__Problem description__.
Retype every item below word for word, but leave the pictures out.

__Supplied material__.
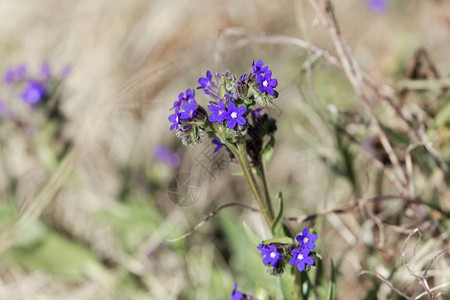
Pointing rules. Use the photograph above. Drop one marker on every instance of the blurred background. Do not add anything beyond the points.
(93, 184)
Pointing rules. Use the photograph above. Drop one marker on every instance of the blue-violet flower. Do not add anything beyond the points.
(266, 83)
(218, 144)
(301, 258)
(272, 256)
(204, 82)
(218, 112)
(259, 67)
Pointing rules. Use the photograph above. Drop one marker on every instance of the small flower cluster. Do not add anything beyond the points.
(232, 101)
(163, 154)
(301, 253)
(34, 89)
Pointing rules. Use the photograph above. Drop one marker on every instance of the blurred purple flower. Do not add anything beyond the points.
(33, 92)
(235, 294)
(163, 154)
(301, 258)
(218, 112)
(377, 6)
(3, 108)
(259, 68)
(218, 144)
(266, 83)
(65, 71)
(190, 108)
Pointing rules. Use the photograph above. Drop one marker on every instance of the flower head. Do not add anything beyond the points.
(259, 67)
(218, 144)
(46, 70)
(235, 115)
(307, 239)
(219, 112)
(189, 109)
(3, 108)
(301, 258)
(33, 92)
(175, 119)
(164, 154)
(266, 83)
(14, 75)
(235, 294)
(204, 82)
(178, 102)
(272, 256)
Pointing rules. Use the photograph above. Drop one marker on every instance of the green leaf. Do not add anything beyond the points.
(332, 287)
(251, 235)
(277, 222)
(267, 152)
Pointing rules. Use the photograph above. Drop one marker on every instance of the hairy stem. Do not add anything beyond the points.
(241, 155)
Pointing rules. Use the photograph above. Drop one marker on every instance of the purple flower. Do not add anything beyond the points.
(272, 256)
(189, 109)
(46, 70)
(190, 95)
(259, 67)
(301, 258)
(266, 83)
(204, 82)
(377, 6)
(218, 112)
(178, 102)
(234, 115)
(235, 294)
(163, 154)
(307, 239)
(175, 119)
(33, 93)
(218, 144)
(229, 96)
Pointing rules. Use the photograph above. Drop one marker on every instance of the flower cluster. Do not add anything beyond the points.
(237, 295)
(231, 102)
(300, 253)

__Correct result__.
Pointing rules. Use the photograph above. Drop one marker on every instance of the blurred background. Do not add anything beyond the points.
(93, 184)
Pointing rules. Use the photograph above. Drop one marker on every instance of the blue-violet flower. Do not add anything beyond the points.
(266, 83)
(218, 144)
(301, 258)
(272, 256)
(204, 82)
(218, 112)
(259, 67)
Pointing rules. Use the photograph above. Drop one marker on every instance of the small flower cluster. Do not add anything beyond the points.
(232, 101)
(163, 154)
(301, 253)
(34, 89)
Pointing rules. Use the photograph above. Drop one marker on every instance of the blurred purple flower. Do not add anything beyond the points.
(33, 92)
(235, 294)
(163, 154)
(301, 258)
(218, 112)
(377, 6)
(3, 108)
(259, 68)
(218, 144)
(266, 83)
(65, 71)
(190, 108)
Pointing rules. Use the photograph above. Drop one marker on every instance of the flower head. Do not add anything beyond the points.
(259, 67)
(218, 144)
(46, 70)
(235, 115)
(307, 239)
(219, 112)
(189, 109)
(3, 108)
(301, 258)
(33, 92)
(175, 119)
(164, 154)
(266, 83)
(14, 75)
(235, 294)
(204, 82)
(178, 102)
(272, 256)
Pointing rules. Use the photograph above. Drop one marker on every instance of the green leaf. Do not add anything beyond the points.
(332, 287)
(251, 235)
(277, 222)
(267, 152)
Pointing rules. Use the photograph above. Drop one marker on every instance of the hairy stem. Do not add anything beyond the points.
(241, 155)
Pointing rules. Use the photograph above. Drop one marker on every instance of the purple flower. Do not add anything beyond the points.
(272, 256)
(189, 109)
(46, 70)
(190, 95)
(259, 67)
(301, 258)
(266, 83)
(204, 82)
(377, 6)
(218, 112)
(178, 102)
(234, 115)
(235, 294)
(163, 154)
(307, 239)
(175, 119)
(33, 93)
(218, 144)
(229, 96)
Pointing rules. Use the photograph above. Drop one marker on every instance of the flower cluster. Do not add anything beyond the points.
(237, 295)
(231, 102)
(300, 253)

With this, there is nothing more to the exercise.